_Supplied text_:
▬▬▬▬▬▬▬▬▬▬
Significance. If the case selection and scoring procedures hold under scrutiny, the benchmark offers a concrete, cross-regime method to distinguish evidence presence from sufficiency for governance questions in agent systems. The deposited package enabling reproducible evaluation of decision-evidence maturity is a clear strength, allowing direct community testing across heterogeneous substrates. This could support more rigorous auditability requirements in deployed agent runtimes.

major comments (3)

[Abstract] Abstract: The central numerical claims (56.25% mean Property Sufficiency Accuracy for the redacted scorer; specific overclaim percentages for the three baselines) are stated without any description of how the eight property questions are scored, how the redacted scorer is constructed, or the procedure used to select and label the 64 cases. These omissions make the reported performance figures unverifiable from the manuscript text.
[Abstract] Abstract: The validity of the test distribution rests on the 64 manuscript cases plus the eight degradation conditions forming a representative sample of real agent-runtime governance scenarios, yet no sampling frame, diversity metrics, external validation, or coverage analysis (e.g., multi-agent or long-horizon decisions) is supplied. The construction-oracle labels are generated internally, leaving open whether the sufficiency-accuracy results generalize beyond the chosen manuscript-derived scenarios.
[Abstract] Abstract: The eight deterministic degradation conditions are invoked as part of the evaluation protocol but receive no definition or operational description, preventing assessment of whether they adequately probe evidence sufficiency across the eight properties.

Simulated Author's Rebuttal

3 responses · 0 unresolved

We thank the referee for these focused comments on the abstract. We address each point below. Where the abstract's brevity has created gaps in verifiability, we will revise it; where the full manuscript already supplies the requested detail, we will ensure the abstract points to it explicitly.

read point-by-point responses

Referee: [Abstract] Abstract: The central numerical claims (56.25% mean Property Sufficiency Accuracy for the redacted scorer; specific overclaim percentages for the three baselines) are stated without any description of how the eight property questions are scored, how the redacted scorer is constructed, or the procedure used to select and label the 64 cases. These omissions make the reported performance figures unverifiable from the manuscript text.
▬▬▬▬▬▬▬▬▬▬
_Given information_:
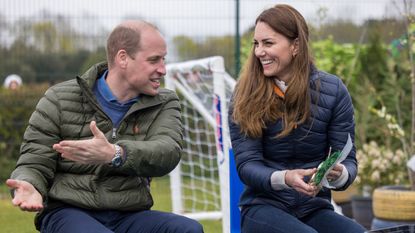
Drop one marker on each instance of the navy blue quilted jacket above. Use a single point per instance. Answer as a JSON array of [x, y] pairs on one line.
▬▬▬▬▬▬▬▬▬▬
_Problem 1_:
In the referee report, what mean Property Sufficiency Accuracy is given for the redacted scorer?
_Problem 2_:
Reproduce the passage of the referee report starting at "Significance. If the" and ending at "major comments (3)".
_Problem 3_:
Continue the referee report from the point where it stops.
The listing has no connection to the referee report.

_Task response 1_:
56.25%

_Task response 2_:
Significance. If the case selection and scoring procedures hold under scrutiny, the benchmark offers a concrete, cross-regime method to distinguish evidence presence from sufficiency for governance questions in agent systems. The deposited package enabling reproducible evaluation of decision-evidence maturity is a clear strength, allowing direct community testing across heterogeneous substrates. This could support more rigorous auditability requirements in deployed agent runtimes.

major comments (3)

_Task response 3_:
Authors: We agree the abstract is too terse on these points. The full manuscript (Sections 3.1–3.3 and 4.1) defines the eight property questions, describes the redacted property-level scorer as a deterministic evaluator that inspects only the normalized property fields after adapter application, and details the case-selection procedure (systematic enumeration across the eight regimes with construction-oracle labeling). We will revise the abstract to include one-sentence summaries of each element so the numerical claims become verifiable from the abstract alone. revision: yes
Referee: [Abstract] Abstract: The validity of the test distribution rests on the 64 manuscript cases plus the eight degradation conditions forming a representative sample of real agent-runtime governance scenarios, yet no sampling frame, diversity metrics, external validation, or coverage analysis (e.g., multi-agent or long-horizon decisions) is supplied. The construction-oracle labels are generated internally, leaving open whether the sufficiency-accuracy results generalize beyond the chosen manuscript-derived scenarios.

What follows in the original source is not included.